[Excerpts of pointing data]
****
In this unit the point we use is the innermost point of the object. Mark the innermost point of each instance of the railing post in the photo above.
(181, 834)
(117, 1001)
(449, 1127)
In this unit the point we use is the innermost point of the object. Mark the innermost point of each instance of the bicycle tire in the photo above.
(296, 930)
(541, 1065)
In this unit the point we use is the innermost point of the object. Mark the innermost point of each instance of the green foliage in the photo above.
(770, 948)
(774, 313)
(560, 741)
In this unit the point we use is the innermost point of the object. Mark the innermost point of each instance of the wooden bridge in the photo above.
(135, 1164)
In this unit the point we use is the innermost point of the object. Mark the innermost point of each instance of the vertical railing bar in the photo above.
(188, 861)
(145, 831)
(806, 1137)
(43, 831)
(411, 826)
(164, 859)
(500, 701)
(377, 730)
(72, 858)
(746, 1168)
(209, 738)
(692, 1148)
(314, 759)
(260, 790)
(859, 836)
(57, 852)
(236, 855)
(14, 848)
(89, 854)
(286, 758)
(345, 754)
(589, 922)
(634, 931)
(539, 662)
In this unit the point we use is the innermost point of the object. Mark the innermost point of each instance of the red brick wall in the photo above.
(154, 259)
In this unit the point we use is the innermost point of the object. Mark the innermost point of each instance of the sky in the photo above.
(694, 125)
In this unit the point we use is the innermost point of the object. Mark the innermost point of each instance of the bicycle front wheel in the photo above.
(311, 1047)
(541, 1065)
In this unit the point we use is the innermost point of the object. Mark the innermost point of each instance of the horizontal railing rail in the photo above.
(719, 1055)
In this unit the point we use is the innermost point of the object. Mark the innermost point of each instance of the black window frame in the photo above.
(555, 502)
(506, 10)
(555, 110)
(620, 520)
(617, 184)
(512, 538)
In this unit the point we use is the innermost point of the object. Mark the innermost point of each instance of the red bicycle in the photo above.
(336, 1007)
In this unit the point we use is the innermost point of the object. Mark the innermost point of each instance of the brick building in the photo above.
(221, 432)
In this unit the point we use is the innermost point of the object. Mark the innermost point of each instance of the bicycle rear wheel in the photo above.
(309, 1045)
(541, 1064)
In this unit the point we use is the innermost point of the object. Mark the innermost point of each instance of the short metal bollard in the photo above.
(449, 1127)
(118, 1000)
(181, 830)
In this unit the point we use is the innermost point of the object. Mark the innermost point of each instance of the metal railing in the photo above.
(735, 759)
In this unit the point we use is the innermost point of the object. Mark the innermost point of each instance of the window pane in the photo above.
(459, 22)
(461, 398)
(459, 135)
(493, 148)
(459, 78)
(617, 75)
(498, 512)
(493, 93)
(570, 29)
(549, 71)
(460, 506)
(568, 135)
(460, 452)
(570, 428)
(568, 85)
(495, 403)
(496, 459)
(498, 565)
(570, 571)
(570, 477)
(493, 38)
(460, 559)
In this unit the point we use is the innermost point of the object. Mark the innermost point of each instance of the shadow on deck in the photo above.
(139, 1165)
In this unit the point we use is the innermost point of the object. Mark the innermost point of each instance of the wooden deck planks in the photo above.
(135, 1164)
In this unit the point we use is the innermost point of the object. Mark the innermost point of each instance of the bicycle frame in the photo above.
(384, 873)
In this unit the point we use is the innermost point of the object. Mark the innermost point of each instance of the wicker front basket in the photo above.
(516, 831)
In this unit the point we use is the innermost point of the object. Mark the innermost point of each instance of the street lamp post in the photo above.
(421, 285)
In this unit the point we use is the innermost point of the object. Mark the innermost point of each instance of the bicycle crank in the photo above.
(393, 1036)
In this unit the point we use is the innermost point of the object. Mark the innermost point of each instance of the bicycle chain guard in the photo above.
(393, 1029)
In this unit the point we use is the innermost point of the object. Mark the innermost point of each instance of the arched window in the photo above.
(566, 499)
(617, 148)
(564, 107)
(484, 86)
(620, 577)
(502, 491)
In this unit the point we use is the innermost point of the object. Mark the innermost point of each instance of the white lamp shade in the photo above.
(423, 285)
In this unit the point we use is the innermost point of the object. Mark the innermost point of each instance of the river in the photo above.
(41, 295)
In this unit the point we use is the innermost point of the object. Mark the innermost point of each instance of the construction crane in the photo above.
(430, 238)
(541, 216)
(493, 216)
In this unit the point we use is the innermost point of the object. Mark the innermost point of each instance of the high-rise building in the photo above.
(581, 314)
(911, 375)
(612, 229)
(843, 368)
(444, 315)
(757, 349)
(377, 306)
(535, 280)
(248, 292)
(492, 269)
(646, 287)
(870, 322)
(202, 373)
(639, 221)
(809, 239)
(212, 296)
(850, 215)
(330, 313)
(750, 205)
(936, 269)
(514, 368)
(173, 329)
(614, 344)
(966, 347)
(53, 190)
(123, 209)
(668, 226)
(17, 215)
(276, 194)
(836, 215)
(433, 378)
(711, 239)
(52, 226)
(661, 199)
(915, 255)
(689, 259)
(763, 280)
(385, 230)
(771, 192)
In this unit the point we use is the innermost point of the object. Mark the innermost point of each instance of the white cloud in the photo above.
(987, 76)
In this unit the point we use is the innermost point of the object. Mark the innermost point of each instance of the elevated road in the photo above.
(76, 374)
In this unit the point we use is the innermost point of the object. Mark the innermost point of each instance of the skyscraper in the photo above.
****
Task to complete
Reproduce every line of the material above verbatim, without changing anything.

Right answer
In this unit the point we use is the innermost point of the object. Mark the innermost point of each instance of the railing post in the photo above.
(181, 834)
(117, 1001)
(449, 1127)
In this unit the point we use is the innermost point of the object. Mark the innermost point of each instance of the bicycle tire in the photo above.
(296, 930)
(541, 1065)
In this unit the point we use is the innermost point of the object. Mark the innermost point of each instance of the green foliage in the photo above.
(770, 948)
(774, 313)
(560, 741)
In this unit the point we use is the innermost point of the object. Mark the innermost point of each instance of the wooden bridge in the photo above.
(135, 1164)
In this unit the point we use is the innermost point of the object. Mark the innermost point of each instance of the vertical railing bar in the photo above.
(188, 861)
(145, 831)
(806, 1137)
(43, 831)
(411, 826)
(164, 859)
(500, 701)
(377, 730)
(72, 858)
(746, 1168)
(209, 738)
(692, 1148)
(314, 759)
(260, 790)
(859, 836)
(57, 852)
(236, 855)
(14, 848)
(89, 854)
(286, 758)
(345, 754)
(589, 922)
(634, 931)
(539, 662)
In this unit the point we use is the innermost point of the object. Mark the innermost point of each instance of the red brick wall in the photo above.
(154, 259)
In this unit the point we use is the innermost point of the object. Mark the innermost point of each instance of the sky in the photo above.
(694, 125)
In this unit the point we use is the innermost point of the object. Mark the innermost point of each instance of the bicycle front wheel in the photo above.
(311, 1047)
(541, 1065)
In this unit the point we use is the innermost point of the object. Mark the innermost point of each instance of the horizontal railing rail in the photo above.
(719, 1055)
In this unit the point we use is the innermost point of the object. Mark the innermost point of each instance of the black window frame in the photo above.
(555, 502)
(506, 10)
(555, 110)
(620, 520)
(617, 184)
(512, 538)
In this unit the point we use is the innermost point of the object. Mark the innermost point of each instance of the red bicycle in the photo above.
(336, 1007)
In this unit the point we use is the innermost point of the object. Mark the innermost point of each instance of the brick building in the photo above.
(221, 432)
In this unit the point we use is the innermost point of the object. Mark the innermost point of each instance of the bicycle rear wheel in the photo above.
(309, 1045)
(541, 1064)
In this unit the point we use is the innermost point of the object. Mark the innermost point of each instance of the short metal bollard in the photo above.
(449, 1127)
(118, 1000)
(181, 830)
In this unit the point we use is the innermost point of the object. Mark the innermost point of each instance of the metal railing in the photo above.
(735, 759)
In this unit the point we use is the innermost point of the object. Mark the innermost point of each instance of the window pane in the photo above.
(459, 22)
(461, 398)
(459, 135)
(493, 148)
(459, 78)
(617, 75)
(498, 512)
(493, 93)
(570, 29)
(549, 71)
(460, 506)
(568, 135)
(460, 452)
(570, 428)
(568, 85)
(495, 403)
(496, 459)
(498, 565)
(570, 571)
(570, 477)
(493, 38)
(460, 559)
In this unit the point we use is the innermost point of the object. Mark the innermost point of each instance of the shadow on deck in the photo above.
(139, 1165)
In this unit the point we use is the innermost point of the object. Mark the innermost point of each instance of the wooden deck planks in the photo above.
(135, 1164)
In this unit the point we use is the innermost point of the object. Mark the innermost point of each instance of the bicycle frame in the photo above.
(384, 873)
In this unit the point we use is the innermost point of the object. Mark the innermost point of each instance of the wicker front basket in the photo above.
(516, 831)
In this unit the point we use is the innermost point of the object. Mark the innermost point of each instance of the street lamp post in the photo above.
(421, 285)
In this unit the point we use is the innermost point of the object. Mark the innermost point of each instance of the bicycle crank in the photo above.
(393, 1036)
In this unit the point we use is the innermost point of the object. Mark the innermost point of each instance of the bicycle chain guard in the photo above.
(393, 1029)
In this unit the point we use is the innermost point of the object. Mark the innermost point of each instance of the arched window in the photo above.
(566, 499)
(617, 148)
(564, 107)
(484, 86)
(620, 577)
(502, 491)
In this unit the point we use is the innermost point of the object. Mark the innermost point of each instance of the white lamp shade in the photo above.
(423, 285)
In this unit the point we use is the innermost point of the object. Mark the innermost point of each instance of the river in the photo above.
(41, 295)
In this unit the point we use is the innermost point of the object. Mark the innermost point of each instance of the construction crane in the photo above.
(430, 238)
(541, 216)
(493, 216)
In this unit the point we use is the innermost point of the object. Mark the innermost point of each instance of the high-rise building in the photo above.
(581, 314)
(911, 375)
(612, 229)
(843, 368)
(444, 315)
(757, 349)
(377, 306)
(535, 280)
(248, 292)
(492, 269)
(646, 287)
(870, 322)
(202, 373)
(639, 221)
(809, 239)
(212, 296)
(850, 215)
(330, 313)
(750, 205)
(936, 269)
(514, 368)
(173, 329)
(614, 344)
(966, 347)
(53, 190)
(123, 209)
(668, 226)
(17, 215)
(276, 194)
(836, 215)
(433, 378)
(711, 239)
(52, 226)
(661, 199)
(915, 255)
(689, 259)
(763, 280)
(385, 230)
(771, 192)
In this unit the point we use is the innermost point of the object. Mark the innermost point of each instance of the white cloud in the photo above.
(987, 76)
In this unit the point we use is the innermost point of the object. Mark the innermost point of each instance of the elevated road in the photo above.
(76, 374)
In this unit the point we use is the innermost point of the object. Mark the innermost point of each instance of the skyscraper in the photo above.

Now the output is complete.